─── Input rows
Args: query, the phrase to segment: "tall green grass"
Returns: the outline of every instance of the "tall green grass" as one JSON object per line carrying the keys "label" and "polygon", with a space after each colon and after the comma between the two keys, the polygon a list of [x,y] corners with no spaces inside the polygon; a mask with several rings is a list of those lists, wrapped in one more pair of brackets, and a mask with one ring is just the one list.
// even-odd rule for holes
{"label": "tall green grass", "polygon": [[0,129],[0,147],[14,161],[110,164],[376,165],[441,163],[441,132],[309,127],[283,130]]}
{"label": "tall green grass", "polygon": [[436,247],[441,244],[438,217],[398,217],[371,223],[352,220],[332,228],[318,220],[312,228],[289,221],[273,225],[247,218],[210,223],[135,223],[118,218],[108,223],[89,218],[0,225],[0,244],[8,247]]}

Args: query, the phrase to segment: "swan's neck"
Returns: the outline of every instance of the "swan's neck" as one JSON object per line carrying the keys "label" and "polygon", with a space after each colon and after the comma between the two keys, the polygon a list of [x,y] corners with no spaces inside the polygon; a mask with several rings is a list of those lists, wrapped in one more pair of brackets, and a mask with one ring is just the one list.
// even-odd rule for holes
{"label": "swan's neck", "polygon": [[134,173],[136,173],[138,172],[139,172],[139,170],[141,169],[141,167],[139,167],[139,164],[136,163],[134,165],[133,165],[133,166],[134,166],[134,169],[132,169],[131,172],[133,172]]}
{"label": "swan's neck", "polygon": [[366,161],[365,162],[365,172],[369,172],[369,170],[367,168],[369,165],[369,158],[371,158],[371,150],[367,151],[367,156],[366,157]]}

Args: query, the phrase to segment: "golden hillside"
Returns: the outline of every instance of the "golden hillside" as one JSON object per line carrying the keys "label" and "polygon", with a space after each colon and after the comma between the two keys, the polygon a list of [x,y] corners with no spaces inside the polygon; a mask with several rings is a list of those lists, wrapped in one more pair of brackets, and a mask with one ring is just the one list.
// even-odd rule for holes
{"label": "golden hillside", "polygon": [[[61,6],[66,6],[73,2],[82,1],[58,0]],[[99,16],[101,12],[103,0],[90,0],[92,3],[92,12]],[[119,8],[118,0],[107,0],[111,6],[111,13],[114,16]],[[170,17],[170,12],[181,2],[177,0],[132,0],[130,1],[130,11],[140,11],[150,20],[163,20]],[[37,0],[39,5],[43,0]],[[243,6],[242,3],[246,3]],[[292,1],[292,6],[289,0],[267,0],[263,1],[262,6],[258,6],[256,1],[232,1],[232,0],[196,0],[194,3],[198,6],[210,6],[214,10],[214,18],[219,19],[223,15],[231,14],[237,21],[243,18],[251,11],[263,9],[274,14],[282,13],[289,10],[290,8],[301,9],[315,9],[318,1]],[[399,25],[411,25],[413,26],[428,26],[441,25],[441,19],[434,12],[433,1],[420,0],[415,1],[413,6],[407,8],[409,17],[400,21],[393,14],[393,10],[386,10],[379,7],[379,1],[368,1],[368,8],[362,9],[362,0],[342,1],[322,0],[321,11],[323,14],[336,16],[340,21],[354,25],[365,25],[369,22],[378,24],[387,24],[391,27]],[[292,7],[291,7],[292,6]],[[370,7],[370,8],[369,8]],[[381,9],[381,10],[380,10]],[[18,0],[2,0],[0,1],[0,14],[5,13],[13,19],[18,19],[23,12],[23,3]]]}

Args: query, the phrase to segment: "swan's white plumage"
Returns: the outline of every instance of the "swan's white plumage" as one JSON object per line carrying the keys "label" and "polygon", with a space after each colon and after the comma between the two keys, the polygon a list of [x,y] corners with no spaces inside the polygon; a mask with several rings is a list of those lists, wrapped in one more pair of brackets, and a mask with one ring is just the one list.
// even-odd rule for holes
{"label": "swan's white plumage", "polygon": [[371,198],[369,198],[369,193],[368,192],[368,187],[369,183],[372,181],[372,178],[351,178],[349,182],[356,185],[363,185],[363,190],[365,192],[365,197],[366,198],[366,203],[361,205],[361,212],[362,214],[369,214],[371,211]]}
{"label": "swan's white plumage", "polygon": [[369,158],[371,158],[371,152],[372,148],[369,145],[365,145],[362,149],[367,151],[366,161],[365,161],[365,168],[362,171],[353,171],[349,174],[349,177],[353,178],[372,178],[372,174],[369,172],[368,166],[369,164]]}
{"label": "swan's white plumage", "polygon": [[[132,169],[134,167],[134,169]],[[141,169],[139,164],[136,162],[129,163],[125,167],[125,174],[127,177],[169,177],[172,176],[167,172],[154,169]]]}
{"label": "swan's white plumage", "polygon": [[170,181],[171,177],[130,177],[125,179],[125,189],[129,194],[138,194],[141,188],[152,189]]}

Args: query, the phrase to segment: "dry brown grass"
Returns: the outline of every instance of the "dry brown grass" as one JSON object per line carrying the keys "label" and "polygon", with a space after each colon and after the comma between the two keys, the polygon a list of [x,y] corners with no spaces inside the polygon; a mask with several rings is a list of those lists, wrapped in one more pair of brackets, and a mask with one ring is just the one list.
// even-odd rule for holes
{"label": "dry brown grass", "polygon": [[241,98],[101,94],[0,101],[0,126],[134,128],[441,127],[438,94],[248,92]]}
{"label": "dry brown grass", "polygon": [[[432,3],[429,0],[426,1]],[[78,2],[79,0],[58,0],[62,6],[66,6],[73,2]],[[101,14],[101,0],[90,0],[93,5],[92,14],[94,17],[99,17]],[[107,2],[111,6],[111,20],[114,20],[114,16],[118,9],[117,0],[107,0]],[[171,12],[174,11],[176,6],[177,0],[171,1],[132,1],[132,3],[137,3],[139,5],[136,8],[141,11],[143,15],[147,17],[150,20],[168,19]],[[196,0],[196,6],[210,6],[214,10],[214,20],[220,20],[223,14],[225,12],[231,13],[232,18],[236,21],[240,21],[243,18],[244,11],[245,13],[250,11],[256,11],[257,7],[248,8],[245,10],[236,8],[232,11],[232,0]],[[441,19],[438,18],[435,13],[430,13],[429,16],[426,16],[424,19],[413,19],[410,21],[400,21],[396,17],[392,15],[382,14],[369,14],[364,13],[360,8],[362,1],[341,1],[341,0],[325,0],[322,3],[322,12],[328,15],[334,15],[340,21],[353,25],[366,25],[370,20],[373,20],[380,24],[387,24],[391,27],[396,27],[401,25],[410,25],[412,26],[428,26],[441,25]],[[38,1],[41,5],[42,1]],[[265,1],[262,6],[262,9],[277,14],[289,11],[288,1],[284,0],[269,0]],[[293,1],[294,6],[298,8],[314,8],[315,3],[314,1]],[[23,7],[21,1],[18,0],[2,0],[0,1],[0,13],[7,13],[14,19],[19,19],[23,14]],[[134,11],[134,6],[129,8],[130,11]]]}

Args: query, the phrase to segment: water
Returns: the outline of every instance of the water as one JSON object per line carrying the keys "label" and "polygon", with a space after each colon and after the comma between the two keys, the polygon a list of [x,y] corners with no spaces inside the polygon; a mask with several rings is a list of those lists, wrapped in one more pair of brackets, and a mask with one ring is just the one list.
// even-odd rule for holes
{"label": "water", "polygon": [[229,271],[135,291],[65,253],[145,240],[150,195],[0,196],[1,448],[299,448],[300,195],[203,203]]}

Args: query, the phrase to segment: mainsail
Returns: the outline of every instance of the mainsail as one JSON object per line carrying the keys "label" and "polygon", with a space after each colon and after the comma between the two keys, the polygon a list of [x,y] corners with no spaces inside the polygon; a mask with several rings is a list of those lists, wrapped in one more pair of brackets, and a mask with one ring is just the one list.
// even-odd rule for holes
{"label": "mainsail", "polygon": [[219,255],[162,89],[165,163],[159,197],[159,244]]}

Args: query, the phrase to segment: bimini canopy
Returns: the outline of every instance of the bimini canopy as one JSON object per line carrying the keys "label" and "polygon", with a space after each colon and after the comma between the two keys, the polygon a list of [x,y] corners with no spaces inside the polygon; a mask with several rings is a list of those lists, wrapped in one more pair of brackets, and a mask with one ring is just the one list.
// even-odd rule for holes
──────
Written instruction:
Copy the rows exactly, from the line containing "Args: query, the phrase to segment: mainsail" through the end of the rows.

Exercise output:
Args: query, the phrase to segment: mainsail
Returns: the outline of every instance of the mainsail as one JSON object per line carrying the keys "label" and "polygon", with a space after each colon and after the comma between the two keys, the polygon a list of [x,y] corners with no spaces inside the polygon; a mask with several rings is a list of those lists, wrapped in one more pair of brackets, and a mask with one ring is just the one list.
// even-odd rule for holes
{"label": "mainsail", "polygon": [[219,255],[162,89],[165,163],[159,197],[159,244]]}

Args: query, the phrase to segment: bimini canopy
Returns: the outline of every instance of the bimini canopy as one JSON object per line carrying the keys "label" and "polygon", with a space after each colon and after the comma between the two keys, the polygon a list of [x,y] corners with no spaces inside the polygon; a mask with several rings is a list of those lists, wrapped in one more pair of brackets, and a mask with one ring is just the one list.
// even-odd rule for holes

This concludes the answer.